> _Lesetext_:
- - - -

Die Flüchtlinge im Übergangsheim von Vaujours mußten jedenfalls nicht mit bürokratischen Schikanen kämpfen. „Das Konsulat hat sogar unsere Flugtickets bezahlt“, sagt Ahmid, ein algerischer Elektriker, der mit seiner schwangeren Frau und den fünf Kindern ausgewandert ist. Wie alle anderen hier hatte auch er Angst „vor den Nachbarn“. „Meine Frau ist in Blida geboren und hat französischen Boden nie betreten“, sagt er. „Dennoch war sie gefährdet, weil alle wußten, daß sie einen französischen Paß besitzt.“ Ahmid weiß, was er diesem Paß zu verdanken hat, denn für fast alle Algerier sind die Grenzen dicht. „Ich kenne viele, die rauswollen“, sagt er, „in Algerien kann heute jeder zum Opfer werden. Doch die meisten sitzen fest.“

Visumanträge nur noch auf dem Postweg

Seit 20 Jahren versucht Frankreich, der Einwanderung einen Riegel vorzuschieben. Seit acht Jahren braucht jeder Nichteuropäer ein Visum. Der Bürgerkrieg hat die Haltung der früheren Kolonialmacht noch verhärtet: Seit der Entführung ihrer Angestellten haben die drei französischen Konsulate in Algier, Oran und Annaba ihre Schalter zugemacht. Visumanträge werden nur noch auf dem Postweg angenommen – dadurch verzögert sich die Prozedur erheblich. Zugleich ist die Zahl der erteilten Visa innerhalb von vier Monaten um die Hälfte zurückgegangen. Von den 2.500 Anträgen, die im März täglich eingingen, wurden nicht einmal 400 bewilligt. Künstler, Schriftsteller, Wissenschaftler, die auf den Todeslisten der Islamisten obenan stehen, werden bevorzugt behandelt. Für einfache Leute besteht jedoch so gut wie keine Chance für eine Ausreise.

- - - -

> _Dargestellte Angaben_:
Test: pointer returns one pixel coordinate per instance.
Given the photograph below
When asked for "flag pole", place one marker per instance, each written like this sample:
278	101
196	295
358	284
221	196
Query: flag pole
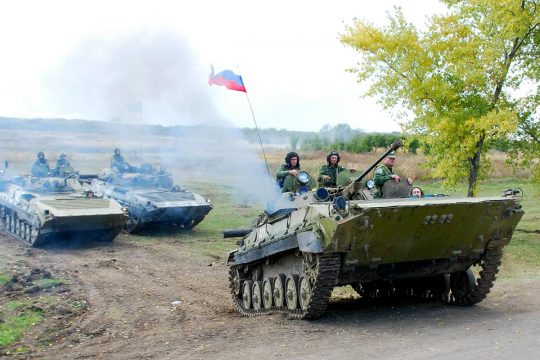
258	133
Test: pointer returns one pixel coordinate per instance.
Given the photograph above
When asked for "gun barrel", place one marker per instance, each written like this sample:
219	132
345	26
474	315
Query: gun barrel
396	145
235	233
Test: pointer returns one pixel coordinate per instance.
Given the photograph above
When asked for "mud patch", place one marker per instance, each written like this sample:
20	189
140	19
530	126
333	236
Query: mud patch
47	295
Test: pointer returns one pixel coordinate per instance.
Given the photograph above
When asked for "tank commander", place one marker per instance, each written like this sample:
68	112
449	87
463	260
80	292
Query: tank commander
117	160
41	166
63	167
384	172
417	192
328	175
290	168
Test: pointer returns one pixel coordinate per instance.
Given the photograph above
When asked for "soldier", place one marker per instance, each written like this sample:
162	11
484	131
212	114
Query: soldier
417	192
384	172
117	160
328	174
63	167
41	166
290	168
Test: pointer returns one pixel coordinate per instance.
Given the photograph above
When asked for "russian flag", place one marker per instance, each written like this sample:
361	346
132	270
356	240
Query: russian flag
228	79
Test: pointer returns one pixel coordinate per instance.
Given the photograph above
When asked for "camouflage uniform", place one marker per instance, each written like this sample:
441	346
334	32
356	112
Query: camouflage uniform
281	173
331	171
63	167
117	161
41	166
381	175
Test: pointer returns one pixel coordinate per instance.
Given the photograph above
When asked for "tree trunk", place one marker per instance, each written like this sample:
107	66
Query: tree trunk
474	168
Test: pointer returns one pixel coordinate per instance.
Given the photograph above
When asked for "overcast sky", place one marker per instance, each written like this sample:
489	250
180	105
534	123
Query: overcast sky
96	60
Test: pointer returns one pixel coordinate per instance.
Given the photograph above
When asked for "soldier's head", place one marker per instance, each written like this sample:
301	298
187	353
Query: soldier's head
390	159
417	192
293	160
333	158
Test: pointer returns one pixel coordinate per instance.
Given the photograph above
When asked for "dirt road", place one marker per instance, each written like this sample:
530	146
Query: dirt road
153	300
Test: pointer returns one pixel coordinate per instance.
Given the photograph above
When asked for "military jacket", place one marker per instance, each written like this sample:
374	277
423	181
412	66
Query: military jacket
381	175
283	171
40	168
117	161
332	172
63	168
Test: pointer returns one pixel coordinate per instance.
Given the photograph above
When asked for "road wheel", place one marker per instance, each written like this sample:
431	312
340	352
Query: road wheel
279	290
256	295
291	291
304	292
268	292
246	294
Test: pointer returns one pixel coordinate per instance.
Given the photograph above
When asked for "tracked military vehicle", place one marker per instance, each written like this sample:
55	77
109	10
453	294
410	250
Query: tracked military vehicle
292	257
151	198
39	210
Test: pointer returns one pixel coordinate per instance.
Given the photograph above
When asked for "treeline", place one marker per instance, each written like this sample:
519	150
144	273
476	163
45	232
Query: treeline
358	144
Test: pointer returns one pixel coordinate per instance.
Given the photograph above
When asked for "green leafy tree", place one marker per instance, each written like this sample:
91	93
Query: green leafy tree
457	79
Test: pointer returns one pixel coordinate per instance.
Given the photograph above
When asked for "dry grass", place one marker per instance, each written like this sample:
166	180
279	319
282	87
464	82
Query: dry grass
91	152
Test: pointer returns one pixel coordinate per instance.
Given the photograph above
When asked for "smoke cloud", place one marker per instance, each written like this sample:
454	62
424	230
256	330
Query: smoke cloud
155	78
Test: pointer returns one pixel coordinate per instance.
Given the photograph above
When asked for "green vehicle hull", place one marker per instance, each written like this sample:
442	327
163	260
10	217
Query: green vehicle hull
293	257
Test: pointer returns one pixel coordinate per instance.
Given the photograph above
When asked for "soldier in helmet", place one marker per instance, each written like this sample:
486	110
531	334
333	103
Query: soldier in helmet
290	168
384	172
117	160
63	167
329	172
41	166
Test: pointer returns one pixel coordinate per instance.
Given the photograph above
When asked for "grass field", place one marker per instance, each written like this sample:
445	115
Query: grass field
199	171
522	255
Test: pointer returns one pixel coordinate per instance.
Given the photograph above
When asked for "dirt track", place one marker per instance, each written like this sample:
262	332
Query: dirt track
151	300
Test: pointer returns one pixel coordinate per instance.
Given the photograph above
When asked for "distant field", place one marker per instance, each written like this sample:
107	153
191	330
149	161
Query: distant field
91	151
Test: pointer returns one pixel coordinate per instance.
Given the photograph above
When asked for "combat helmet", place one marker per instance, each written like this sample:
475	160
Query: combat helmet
330	154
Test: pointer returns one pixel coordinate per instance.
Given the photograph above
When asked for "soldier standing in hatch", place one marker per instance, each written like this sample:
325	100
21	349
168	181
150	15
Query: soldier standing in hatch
384	172
329	173
117	160
291	167
41	166
63	167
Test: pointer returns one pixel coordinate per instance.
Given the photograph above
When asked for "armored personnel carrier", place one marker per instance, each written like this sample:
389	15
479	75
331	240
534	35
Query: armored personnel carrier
151	198
292	257
38	210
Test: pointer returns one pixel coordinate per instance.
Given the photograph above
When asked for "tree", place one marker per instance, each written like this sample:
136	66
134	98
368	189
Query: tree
458	79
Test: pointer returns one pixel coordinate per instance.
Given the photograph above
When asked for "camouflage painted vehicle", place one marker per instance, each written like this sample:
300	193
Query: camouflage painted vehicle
39	210
292	257
151	198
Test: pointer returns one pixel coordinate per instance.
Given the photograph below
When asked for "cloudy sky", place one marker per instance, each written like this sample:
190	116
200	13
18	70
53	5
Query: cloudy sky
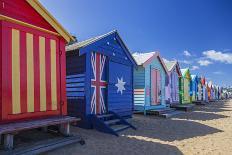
197	33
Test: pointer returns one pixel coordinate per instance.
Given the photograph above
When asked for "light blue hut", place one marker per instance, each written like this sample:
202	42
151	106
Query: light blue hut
149	82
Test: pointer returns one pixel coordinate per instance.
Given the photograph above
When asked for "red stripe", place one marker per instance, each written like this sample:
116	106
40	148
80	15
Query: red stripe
62	80
36	74
23	72
6	72
9	72
48	73
58	74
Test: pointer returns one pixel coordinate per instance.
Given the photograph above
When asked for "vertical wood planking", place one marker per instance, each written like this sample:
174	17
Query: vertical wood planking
36	73
42	74
30	73
53	75
23	72
15	72
48	73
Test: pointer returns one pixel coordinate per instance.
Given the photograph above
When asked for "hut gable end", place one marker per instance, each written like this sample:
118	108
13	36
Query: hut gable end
13	9
110	44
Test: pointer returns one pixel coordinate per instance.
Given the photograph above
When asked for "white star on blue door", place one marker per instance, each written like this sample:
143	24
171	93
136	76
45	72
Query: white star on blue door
120	85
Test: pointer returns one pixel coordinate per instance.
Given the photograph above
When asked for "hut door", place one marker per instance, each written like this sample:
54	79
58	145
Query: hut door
186	89
155	87
98	83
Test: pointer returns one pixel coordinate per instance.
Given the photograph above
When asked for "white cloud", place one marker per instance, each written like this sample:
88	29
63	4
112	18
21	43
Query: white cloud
187	53
218	56
218	72
195	68
185	61
204	62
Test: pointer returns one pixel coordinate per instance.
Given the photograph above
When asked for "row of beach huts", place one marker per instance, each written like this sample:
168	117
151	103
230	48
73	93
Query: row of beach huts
50	79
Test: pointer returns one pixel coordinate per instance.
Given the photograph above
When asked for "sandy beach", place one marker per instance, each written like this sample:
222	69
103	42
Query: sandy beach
205	130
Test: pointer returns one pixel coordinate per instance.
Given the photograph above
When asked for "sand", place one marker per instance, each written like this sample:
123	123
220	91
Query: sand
205	130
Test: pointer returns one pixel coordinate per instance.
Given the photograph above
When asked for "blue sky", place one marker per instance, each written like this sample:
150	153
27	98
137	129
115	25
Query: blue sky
198	33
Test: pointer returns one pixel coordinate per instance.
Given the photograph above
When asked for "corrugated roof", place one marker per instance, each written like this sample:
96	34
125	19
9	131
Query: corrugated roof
170	64
49	18
183	71
193	77
141	58
87	42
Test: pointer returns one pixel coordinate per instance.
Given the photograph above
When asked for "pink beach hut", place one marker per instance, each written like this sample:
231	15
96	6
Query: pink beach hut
172	82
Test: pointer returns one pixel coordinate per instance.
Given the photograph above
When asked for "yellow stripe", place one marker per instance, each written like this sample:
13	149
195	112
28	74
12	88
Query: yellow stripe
42	74
53	75
15	73
30	73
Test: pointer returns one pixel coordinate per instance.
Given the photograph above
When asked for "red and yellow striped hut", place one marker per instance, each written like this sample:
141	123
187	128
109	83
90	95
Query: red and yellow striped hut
32	47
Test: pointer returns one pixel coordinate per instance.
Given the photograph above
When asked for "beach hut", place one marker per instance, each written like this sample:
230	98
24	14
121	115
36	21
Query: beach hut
172	82
99	79
33	62
149	82
185	86
204	89
208	88
32	48
194	85
200	91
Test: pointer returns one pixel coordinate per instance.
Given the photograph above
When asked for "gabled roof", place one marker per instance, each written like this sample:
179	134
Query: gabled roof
171	65
50	19
82	44
146	58
87	42
193	77
185	71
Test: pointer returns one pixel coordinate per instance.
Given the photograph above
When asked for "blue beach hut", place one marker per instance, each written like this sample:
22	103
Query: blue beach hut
100	80
149	82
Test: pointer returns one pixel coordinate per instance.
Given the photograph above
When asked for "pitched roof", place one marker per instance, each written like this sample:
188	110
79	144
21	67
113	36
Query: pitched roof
170	65
82	44
184	71
146	58
50	19
87	42
141	58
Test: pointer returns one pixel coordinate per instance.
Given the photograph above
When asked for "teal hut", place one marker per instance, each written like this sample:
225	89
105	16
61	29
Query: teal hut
149	82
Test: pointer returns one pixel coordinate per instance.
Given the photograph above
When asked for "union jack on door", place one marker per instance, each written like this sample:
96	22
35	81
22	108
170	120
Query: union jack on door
98	83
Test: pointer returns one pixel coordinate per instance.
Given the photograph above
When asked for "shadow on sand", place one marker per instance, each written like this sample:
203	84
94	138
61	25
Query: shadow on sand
169	130
201	116
105	144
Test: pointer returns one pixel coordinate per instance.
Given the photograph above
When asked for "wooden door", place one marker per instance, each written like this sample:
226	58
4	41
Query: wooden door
155	87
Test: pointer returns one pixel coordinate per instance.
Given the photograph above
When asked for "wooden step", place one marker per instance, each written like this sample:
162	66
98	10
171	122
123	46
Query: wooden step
171	114
162	111
113	121
183	107
105	116
46	146
120	127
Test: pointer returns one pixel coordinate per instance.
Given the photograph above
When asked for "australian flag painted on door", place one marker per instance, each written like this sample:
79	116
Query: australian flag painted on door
101	70
98	83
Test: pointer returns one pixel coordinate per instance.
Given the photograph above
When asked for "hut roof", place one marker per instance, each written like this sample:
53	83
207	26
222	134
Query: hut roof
49	18
145	58
82	44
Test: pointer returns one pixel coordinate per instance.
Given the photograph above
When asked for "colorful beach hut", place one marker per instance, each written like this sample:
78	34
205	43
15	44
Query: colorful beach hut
194	85
149	82
200	89
99	79
172	82
204	89
32	48
185	86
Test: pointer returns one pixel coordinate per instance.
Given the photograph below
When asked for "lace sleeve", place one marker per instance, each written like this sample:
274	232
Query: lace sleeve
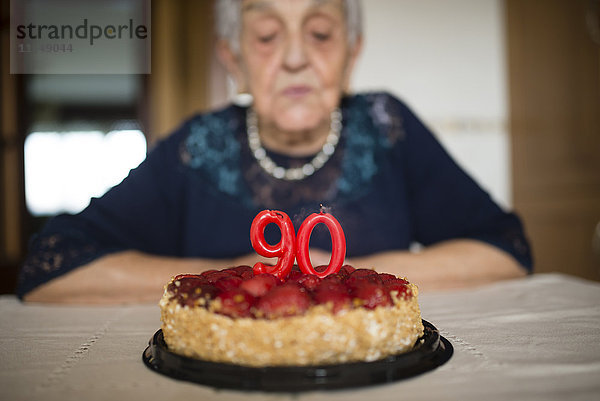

- - - -

> _Bearbeite Folgendes_:
**a)** Gib aus dem Lesetext alles von „Seit 20 Jahren“ bis hinunter zu „für eine Ausreise.“ wortgetreu wieder.
**b)** Wo ist Ahmids Frau laut Lesetext geboren?
**c)** Entscheide für jede Aussage, ob sie mit dem Lesetext übereinstimmt, und belege dein Ja oder Nein mit den entscheidenden Worten des Lesetextes: (i) Seit acht Jahren braucht jeder Nichteuropäer ein Visum. (ii) Die französischen Konsulate in Algerien nehmen Visumanträge weiterhin an ihren Schaltern entgegen. (iii) Im März wurden täglich mehr als 1.000 Anträge bewilligt.
Die Zeilen stammen aus einer anderen Quelle als der Lesetext.

> _Die Lösungen_:
**a)**
Seit 20 Jahren versucht Frankreich, der Einwanderung einen Riegel vorzuschieben. Seit acht Jahren braucht jeder Nichteuropäer ein Visum. Der Bürgerkrieg hat die Haltung der früheren Kolonialmacht noch verhärtet: Seit der Entführung ihrer Angestellten haben die drei französischen Konsulate in Algier, Oran und Annaba ihre Schalter zugemacht. Visumanträge werden nur noch auf dem Postweg angenommen – dadurch verzögert sich die Prozedur erheblich. Zugleich ist die Zahl der erteilten Visa innerhalb von vier Monaten um die Hälfte zurückgegangen. Von den 2.500 Anträgen, die im März täglich eingingen, wurden nicht einmal 400 bewilligt. Künstler, Schriftsteller, Wissenschaftler, die auf den Todeslisten der Islamisten obenan stehen, werden bevorzugt behandelt. Für einfache Leute besteht jedoch so gut wie keine Chance für eine Ausreise.

**b)** In Blida.

**c)**
(i) Ja: „Seit acht Jahren braucht jeder Nichteuropäer ein Visum.“
(ii) Nein: „haben die drei französischen Konsulate in Algier, Oran und Annaba ihre Schalter zugemacht“
(iii) Nein: „Von den 2.500 Anträgen, die im März täglich eingingen, wurden nicht einmal 400 bewilligt.“